═══ DATI FORNITI
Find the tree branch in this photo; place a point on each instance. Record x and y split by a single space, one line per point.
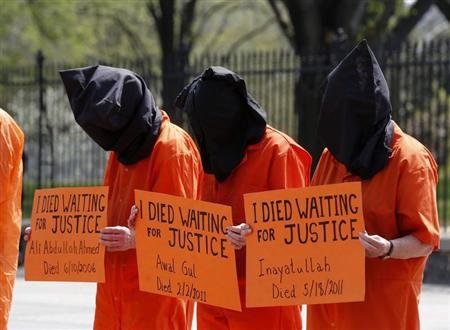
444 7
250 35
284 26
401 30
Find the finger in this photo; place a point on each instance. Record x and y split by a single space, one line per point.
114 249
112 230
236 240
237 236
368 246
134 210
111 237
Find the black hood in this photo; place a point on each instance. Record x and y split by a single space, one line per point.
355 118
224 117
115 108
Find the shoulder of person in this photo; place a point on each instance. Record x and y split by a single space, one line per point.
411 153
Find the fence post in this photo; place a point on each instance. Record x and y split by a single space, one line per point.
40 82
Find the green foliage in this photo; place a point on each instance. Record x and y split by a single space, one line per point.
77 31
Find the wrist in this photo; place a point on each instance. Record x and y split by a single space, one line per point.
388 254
══════
═══ DATI FORNITI
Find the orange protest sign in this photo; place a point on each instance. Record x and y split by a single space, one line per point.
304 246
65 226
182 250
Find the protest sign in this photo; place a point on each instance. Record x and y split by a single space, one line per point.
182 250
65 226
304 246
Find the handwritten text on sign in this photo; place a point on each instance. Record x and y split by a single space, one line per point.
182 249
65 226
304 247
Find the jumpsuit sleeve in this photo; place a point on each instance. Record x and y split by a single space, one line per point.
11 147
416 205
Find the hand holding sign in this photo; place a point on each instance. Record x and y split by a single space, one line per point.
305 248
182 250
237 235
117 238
══════
▶ _ESERCIZIO ASSEGNATO_
Individua nel materiale qui sopra ogni riga che contiene la parola "sign" e ricopiala. Maiuscole e minuscole vanno distinte.

▶ _SOLUZIONE_
Find the orange protest sign in this photo; place a point on each instance. Record x and y split by a single space, one line per point.
Find the protest sign in this photo; place a point on each instance. Record x and y split by a single space, one line per point.
Find the handwritten text on sign in this photo; place a point on each instance. Record x and y split by a single space, one line per point.
Find the hand holding sign in this photo; place a point on each instance. Record x and y split by a single space, one line per point.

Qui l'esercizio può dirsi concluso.